# [What is asked]
Starting at the line that contains "Indicate the paddleboard", restate each line word for word through the final line of the data, keeping both ends.

[Rows from a dataset]
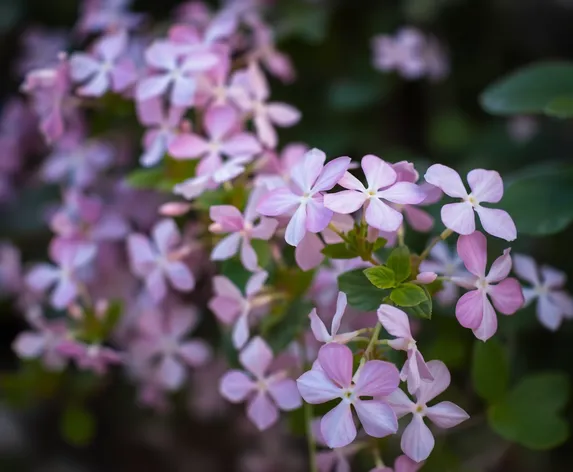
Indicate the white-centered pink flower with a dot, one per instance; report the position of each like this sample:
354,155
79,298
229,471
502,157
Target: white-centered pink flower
474,310
554,303
417,439
319,329
242,229
486,187
103,69
331,378
265,393
304,196
382,185
415,370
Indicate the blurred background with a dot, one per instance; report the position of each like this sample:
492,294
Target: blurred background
348,108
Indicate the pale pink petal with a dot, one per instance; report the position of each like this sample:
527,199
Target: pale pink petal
337,426
446,414
381,216
447,179
507,296
256,357
417,440
377,418
486,185
336,361
459,217
262,411
376,379
315,387
236,386
497,223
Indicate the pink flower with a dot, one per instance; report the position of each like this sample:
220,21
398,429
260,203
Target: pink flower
230,306
332,378
553,302
309,179
175,71
474,309
225,137
160,260
267,114
448,264
69,259
486,186
415,369
417,440
382,185
163,129
321,333
102,69
163,345
265,393
228,219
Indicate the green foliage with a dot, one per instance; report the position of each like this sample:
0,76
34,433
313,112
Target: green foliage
541,204
381,276
529,414
532,89
77,425
360,292
490,370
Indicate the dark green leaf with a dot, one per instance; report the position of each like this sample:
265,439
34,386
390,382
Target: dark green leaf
360,292
490,370
529,414
408,295
529,90
381,276
338,251
399,262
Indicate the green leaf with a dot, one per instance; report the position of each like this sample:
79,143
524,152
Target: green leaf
338,251
490,370
560,107
360,292
381,276
408,295
529,90
529,414
541,204
399,262
77,426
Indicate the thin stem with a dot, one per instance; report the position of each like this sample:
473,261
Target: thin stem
445,234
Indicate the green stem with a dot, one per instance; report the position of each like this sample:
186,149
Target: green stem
445,234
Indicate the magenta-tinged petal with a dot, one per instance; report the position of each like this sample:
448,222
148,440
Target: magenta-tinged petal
469,309
285,394
262,411
447,179
256,357
507,296
417,440
446,414
337,426
395,321
336,361
459,217
235,386
381,216
376,379
430,390
315,387
377,418
345,202
486,185
497,223
472,250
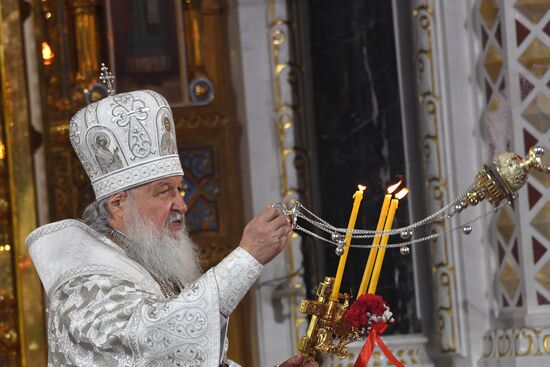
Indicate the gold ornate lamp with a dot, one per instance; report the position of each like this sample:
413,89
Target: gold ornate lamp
328,331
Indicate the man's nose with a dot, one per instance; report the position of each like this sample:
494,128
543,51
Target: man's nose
179,204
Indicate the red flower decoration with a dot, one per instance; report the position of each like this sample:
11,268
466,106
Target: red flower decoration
357,313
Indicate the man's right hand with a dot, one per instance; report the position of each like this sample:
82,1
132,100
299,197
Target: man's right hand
266,235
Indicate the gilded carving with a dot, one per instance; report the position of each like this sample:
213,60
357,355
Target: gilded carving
208,121
516,342
288,120
430,115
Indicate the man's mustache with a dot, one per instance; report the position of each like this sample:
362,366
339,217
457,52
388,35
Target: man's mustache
174,217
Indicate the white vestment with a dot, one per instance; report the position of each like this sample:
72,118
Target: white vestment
105,309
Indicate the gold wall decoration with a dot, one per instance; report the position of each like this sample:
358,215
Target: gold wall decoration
21,312
289,119
443,262
521,342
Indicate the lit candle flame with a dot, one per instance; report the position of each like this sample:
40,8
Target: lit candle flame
394,187
402,193
47,53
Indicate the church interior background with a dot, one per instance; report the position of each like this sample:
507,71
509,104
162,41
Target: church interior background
301,100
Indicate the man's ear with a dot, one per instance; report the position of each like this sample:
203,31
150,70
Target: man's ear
116,206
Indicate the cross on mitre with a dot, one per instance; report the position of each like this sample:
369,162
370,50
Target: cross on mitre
107,78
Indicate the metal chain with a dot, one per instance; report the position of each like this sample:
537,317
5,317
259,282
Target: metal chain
327,228
359,233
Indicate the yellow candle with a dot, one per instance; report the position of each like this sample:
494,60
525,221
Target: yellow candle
358,196
382,250
376,241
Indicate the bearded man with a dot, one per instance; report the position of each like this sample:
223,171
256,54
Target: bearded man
124,285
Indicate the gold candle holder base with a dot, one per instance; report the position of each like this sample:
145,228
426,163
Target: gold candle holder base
328,332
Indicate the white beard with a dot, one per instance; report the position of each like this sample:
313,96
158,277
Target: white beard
169,255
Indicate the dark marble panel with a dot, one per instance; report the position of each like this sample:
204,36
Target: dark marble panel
358,134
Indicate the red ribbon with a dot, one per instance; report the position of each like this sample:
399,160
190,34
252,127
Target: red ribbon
368,348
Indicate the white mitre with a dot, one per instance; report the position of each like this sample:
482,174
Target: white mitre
125,140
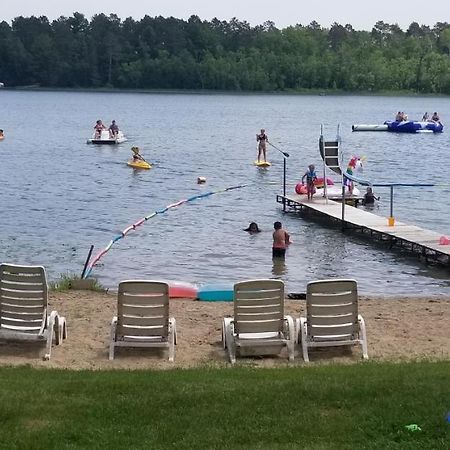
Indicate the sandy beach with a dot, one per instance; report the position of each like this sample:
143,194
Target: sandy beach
398,328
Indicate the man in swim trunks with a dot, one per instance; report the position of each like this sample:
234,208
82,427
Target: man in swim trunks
281,240
262,139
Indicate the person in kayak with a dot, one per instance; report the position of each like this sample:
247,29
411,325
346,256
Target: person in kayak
262,140
99,127
113,130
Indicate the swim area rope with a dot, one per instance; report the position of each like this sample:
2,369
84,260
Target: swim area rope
96,259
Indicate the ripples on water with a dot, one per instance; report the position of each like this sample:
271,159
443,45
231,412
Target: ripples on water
60,195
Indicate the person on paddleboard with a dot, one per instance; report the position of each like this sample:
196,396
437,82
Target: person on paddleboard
262,140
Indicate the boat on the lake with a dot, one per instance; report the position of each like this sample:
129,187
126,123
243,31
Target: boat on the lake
413,126
404,126
105,137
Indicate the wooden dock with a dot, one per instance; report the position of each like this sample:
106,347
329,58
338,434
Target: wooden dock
424,243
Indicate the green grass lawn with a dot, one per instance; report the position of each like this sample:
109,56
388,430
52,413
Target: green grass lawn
356,406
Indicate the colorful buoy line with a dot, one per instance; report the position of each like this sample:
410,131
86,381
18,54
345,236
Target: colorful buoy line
150,216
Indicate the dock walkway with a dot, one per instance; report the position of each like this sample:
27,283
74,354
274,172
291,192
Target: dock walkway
413,238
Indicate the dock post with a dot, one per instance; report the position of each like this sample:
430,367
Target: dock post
343,204
284,184
391,219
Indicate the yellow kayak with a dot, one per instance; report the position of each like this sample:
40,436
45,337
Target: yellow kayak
139,164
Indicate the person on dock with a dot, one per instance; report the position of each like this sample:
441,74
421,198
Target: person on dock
99,127
253,228
281,240
262,140
369,197
113,130
435,117
310,177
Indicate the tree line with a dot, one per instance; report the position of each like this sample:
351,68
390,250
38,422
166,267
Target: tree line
170,53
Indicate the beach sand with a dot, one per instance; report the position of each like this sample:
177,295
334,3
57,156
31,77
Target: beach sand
398,329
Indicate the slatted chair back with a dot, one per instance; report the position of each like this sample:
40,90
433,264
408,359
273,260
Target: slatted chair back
332,310
259,306
143,310
23,298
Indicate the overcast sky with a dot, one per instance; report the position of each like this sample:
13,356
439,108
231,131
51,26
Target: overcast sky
362,14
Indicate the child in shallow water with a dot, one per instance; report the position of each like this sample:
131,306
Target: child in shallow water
281,240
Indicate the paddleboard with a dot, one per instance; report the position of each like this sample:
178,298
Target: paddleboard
262,163
139,165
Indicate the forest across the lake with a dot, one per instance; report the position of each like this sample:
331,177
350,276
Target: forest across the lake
171,53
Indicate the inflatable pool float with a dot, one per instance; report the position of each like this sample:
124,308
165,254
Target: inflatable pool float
411,126
220,292
367,127
139,164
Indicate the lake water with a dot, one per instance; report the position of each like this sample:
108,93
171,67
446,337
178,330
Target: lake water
60,195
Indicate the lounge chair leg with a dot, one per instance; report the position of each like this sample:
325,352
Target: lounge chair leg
362,331
225,322
291,333
57,330
172,331
231,345
303,330
112,338
51,330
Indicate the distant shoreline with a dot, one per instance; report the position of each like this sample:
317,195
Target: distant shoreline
318,92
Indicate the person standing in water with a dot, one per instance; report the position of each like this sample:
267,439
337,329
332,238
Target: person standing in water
262,140
281,240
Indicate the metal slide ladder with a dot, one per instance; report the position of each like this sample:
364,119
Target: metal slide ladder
330,152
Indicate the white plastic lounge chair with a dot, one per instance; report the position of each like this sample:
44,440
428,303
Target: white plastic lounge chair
143,317
332,317
23,307
259,326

# [The completed task]
Indicate the paddleboard with a dot, one per instance; report the position of each like this sample:
178,298
Target: paddleboard
262,163
139,165
Indicate the forest across the lake with a dot, one per instance; report the position of each like this sample:
331,177
350,276
Target: forest across the lake
171,53
Indicate the inflatable pool float with a dot, one per instance; report the position of each like this sample:
124,308
165,254
Target: inflatable pool float
411,126
220,292
367,127
139,164
Indicate the lake water with a dot, one per instance; report the position of each like this sample:
108,93
171,67
446,337
178,330
Target: lake water
60,195
Indicate the lounge chair leg with a dot, one per instance; report the position of each like this sample:
325,352
Target: lounge chair leg
362,331
225,322
291,333
57,330
172,331
231,345
303,330
112,338
51,330
Indicate the distant shoreline with a dot, one per instance; report the position of each like this sample:
317,195
Target: distant shoreline
318,92
Indicate the person standing in water with a dot, one per instance; report the position of each like this sample:
267,439
337,329
332,238
Target: person standing in water
262,140
281,240
Indicate the metal slide ladder with a dot, one per instance; report the position of each like this sample:
364,119
Target: metal slide ladder
330,152
Indicate the white plastic lounge chair with a dot, one per instance; report the position of each like this sample:
44,440
428,303
Target: white plastic lounge chair
143,317
332,317
23,307
259,326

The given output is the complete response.